Rename "surf line" to "breaking waves" and give back the part that runs from the start of the records through the line containing "column 25, row 98", with everything else unchanged and the picture left out.

_Records for this task:_
##########

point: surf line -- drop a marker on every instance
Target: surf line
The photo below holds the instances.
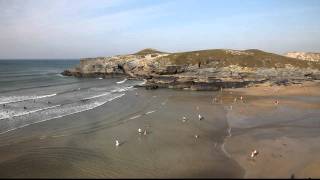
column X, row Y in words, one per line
column 29, row 112
column 13, row 129
column 25, row 98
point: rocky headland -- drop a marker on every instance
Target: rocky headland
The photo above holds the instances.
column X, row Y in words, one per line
column 307, row 56
column 201, row 70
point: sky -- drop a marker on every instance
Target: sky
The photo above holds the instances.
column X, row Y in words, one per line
column 90, row 28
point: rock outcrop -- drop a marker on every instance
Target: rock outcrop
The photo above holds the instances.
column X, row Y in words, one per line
column 200, row 70
column 304, row 56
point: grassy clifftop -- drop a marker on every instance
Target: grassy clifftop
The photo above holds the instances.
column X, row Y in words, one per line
column 224, row 57
column 147, row 51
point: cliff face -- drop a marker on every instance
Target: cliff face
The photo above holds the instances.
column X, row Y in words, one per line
column 200, row 70
column 304, row 56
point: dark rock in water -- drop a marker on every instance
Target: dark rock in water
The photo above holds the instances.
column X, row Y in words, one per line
column 282, row 82
column 151, row 87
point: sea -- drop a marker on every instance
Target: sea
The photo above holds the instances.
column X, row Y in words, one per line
column 34, row 91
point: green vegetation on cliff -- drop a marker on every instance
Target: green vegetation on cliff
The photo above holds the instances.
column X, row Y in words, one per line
column 247, row 58
column 147, row 51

##########

_Solved problem:_
point: breaking waves -- drop a marker on every instance
Target: breaking waves
The photo below holds the instances.
column X, row Y in words, one per line
column 29, row 112
column 13, row 129
column 25, row 98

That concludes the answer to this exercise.